Stated problem
Quote, without any change, the line that contains "In the photo above, where can the man in blue" and all lines that follow it to the end of the data below.
==== Records for the task ====
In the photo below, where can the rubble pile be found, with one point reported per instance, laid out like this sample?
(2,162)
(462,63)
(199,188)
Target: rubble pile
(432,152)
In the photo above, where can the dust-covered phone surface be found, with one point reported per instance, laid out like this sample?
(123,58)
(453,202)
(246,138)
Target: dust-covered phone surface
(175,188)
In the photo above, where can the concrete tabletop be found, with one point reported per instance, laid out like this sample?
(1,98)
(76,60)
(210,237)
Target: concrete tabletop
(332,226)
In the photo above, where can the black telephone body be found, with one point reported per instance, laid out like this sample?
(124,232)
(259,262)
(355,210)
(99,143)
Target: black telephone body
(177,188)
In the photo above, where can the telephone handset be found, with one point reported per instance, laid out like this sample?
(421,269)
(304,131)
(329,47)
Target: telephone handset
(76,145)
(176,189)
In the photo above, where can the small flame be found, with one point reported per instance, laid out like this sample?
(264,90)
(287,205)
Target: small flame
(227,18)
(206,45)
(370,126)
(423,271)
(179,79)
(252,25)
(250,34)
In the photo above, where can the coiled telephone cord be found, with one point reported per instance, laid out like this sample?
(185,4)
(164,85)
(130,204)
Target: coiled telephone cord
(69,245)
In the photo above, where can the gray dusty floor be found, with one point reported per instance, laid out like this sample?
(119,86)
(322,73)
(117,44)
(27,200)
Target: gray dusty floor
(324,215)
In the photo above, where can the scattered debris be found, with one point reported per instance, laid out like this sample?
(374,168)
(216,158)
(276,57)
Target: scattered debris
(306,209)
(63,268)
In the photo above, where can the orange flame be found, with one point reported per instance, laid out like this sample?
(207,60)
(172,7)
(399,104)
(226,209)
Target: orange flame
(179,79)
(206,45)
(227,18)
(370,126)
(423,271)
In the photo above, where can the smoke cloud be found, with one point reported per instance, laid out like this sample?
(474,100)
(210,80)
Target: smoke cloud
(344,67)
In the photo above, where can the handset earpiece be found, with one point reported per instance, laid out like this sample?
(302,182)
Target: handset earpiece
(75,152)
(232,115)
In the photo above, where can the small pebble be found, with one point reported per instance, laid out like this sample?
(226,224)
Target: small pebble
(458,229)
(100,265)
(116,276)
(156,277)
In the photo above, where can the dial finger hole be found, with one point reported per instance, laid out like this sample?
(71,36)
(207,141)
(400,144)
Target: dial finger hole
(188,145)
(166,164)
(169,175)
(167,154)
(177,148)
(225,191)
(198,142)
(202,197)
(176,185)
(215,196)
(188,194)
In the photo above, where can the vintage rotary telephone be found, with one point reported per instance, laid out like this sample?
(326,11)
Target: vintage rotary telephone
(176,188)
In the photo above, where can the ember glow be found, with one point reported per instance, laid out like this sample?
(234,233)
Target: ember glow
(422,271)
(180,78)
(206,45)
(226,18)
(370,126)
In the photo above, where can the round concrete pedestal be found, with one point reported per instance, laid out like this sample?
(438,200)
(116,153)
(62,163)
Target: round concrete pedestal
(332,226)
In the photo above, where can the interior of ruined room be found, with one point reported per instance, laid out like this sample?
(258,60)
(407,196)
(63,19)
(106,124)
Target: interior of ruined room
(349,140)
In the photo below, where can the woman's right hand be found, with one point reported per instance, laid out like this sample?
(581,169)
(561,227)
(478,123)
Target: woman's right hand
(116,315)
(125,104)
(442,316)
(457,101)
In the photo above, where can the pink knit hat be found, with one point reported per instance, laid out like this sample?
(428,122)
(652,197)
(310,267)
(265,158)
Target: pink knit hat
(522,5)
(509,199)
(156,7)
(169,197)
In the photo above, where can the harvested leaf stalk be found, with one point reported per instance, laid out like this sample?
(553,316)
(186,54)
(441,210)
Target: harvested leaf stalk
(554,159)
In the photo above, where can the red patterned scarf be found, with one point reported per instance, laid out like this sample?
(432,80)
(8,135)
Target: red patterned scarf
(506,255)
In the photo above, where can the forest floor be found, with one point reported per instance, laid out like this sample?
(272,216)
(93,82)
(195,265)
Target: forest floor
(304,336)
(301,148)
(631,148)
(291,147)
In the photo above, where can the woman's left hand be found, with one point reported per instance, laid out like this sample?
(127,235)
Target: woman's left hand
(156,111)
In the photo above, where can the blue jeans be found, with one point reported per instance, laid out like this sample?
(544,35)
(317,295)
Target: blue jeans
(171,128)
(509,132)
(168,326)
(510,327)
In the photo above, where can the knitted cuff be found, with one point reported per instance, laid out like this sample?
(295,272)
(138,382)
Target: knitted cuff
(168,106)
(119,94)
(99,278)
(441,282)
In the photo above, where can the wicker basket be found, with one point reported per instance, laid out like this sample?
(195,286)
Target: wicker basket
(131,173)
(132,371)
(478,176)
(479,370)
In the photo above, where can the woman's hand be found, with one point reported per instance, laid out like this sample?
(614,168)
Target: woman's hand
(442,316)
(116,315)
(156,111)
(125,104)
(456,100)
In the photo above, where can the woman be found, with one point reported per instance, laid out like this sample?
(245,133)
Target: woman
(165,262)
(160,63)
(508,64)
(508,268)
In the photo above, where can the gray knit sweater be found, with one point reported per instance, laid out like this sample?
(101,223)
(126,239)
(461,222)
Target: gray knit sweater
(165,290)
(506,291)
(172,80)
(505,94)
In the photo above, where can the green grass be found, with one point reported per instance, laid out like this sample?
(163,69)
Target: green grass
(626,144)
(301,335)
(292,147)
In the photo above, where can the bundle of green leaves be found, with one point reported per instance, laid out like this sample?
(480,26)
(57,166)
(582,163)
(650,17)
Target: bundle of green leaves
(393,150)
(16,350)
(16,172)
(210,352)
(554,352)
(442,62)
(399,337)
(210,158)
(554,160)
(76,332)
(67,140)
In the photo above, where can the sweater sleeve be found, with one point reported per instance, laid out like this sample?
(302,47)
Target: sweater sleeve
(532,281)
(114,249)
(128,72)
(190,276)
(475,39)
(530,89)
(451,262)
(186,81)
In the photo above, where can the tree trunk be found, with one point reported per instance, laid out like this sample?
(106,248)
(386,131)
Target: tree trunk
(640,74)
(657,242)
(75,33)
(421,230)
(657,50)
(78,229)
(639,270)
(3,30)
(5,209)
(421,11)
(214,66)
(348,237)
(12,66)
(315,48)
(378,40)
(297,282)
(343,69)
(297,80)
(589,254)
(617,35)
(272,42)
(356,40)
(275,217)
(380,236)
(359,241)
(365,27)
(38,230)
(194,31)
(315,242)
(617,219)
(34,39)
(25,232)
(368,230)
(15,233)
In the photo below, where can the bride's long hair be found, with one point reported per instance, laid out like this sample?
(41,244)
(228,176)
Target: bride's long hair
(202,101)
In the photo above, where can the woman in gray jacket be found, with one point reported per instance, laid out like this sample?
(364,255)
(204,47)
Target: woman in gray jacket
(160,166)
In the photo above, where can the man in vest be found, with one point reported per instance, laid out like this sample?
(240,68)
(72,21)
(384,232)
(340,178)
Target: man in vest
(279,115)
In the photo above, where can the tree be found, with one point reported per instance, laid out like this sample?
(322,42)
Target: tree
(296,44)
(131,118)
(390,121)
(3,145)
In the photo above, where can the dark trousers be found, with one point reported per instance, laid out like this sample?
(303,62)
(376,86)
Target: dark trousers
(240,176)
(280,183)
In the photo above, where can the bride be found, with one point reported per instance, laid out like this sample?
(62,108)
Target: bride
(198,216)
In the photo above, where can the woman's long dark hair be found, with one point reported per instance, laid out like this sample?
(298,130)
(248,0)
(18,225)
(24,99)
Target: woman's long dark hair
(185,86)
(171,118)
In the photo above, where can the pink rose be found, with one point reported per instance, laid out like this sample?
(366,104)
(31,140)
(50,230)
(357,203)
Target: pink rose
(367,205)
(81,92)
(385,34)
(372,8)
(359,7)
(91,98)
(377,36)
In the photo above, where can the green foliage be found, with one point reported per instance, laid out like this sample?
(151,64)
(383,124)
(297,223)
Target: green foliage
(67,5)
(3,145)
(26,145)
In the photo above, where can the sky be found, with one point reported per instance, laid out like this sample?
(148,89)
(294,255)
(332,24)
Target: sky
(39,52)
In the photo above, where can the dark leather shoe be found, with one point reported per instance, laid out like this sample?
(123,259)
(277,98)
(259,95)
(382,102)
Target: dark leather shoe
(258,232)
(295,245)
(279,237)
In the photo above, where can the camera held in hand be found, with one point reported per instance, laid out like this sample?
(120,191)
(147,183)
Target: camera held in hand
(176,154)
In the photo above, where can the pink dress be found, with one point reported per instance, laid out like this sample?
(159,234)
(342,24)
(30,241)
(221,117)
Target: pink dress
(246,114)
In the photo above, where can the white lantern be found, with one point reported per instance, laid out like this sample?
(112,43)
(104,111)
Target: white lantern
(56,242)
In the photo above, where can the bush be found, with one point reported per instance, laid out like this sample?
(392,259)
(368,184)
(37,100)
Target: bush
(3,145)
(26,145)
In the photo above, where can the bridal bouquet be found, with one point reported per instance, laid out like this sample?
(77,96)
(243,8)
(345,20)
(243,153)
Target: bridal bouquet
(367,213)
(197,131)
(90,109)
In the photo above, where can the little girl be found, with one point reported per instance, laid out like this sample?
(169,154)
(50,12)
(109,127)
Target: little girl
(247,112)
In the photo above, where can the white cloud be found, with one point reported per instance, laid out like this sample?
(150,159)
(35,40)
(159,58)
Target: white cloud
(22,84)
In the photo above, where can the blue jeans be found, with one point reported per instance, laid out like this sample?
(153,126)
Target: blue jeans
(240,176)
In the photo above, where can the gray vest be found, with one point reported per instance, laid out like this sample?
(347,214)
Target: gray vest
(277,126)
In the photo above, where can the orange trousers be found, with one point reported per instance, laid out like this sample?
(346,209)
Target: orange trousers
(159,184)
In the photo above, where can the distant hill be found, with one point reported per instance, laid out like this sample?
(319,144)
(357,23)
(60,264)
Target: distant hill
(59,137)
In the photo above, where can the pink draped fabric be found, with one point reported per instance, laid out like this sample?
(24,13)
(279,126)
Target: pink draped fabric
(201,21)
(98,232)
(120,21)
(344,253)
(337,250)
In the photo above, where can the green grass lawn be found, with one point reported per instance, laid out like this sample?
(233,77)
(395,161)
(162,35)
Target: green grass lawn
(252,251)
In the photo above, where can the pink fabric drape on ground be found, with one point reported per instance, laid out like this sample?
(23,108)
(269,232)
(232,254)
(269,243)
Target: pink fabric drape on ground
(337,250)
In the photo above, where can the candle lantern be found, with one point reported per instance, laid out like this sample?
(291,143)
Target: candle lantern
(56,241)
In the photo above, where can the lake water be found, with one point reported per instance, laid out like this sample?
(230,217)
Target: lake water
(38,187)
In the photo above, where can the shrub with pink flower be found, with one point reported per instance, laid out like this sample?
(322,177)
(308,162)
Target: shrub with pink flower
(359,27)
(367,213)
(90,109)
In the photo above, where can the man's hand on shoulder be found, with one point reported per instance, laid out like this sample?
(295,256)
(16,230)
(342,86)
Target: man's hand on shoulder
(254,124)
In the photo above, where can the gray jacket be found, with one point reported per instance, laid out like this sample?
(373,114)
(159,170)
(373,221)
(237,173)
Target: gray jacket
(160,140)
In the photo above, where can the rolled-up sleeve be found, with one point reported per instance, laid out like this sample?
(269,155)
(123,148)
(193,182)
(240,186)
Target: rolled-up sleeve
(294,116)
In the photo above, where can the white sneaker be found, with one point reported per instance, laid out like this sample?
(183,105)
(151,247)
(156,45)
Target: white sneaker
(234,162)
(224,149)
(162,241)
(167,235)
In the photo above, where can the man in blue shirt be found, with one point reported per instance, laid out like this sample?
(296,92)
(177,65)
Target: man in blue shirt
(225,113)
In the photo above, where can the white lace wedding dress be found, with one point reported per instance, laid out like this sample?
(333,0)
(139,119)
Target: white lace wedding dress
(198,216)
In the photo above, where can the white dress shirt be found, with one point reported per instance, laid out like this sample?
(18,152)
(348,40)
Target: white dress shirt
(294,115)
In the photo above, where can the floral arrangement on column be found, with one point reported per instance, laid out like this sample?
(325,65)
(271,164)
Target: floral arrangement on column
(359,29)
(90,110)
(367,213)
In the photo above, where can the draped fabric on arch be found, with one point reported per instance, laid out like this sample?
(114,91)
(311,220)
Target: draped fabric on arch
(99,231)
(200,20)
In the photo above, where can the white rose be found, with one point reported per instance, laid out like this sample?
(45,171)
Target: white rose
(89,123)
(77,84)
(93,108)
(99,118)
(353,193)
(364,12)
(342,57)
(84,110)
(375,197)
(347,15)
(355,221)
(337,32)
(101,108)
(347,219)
====
Correct response
In the photo above, where can the man in blue shirt be found, with one point reported per instance, laid out like this sample?
(296,92)
(177,65)
Target: man in blue shirt
(225,113)
In the photo above, where can the white lace wedding dress be found, with one point reported per instance, laid out like this sample?
(333,0)
(139,119)
Target: white lace wedding dress
(198,216)
In the photo above, where can the white dress shirt be found, with one point reported per instance, laid out like this sample?
(18,152)
(348,40)
Target: white dress shirt
(294,115)
In the photo above, where can the floral arrangement on column be found, with one point reported per instance, laid out like this sample?
(325,65)
(271,164)
Target: floral arrangement on column
(359,29)
(90,110)
(367,213)
In the photo above, where can the draped fabric on arch be found, with one point reported per instance, laid out like this sample?
(114,91)
(311,220)
Target: draped fabric on arch
(99,231)
(200,20)
In the photo above, where can the white rose be found, with one point reported per instance, laid out like this sample?
(45,171)
Target: white rose
(89,123)
(77,84)
(93,108)
(99,118)
(353,193)
(364,12)
(342,57)
(84,110)
(375,197)
(347,15)
(355,221)
(337,32)
(101,108)
(347,219)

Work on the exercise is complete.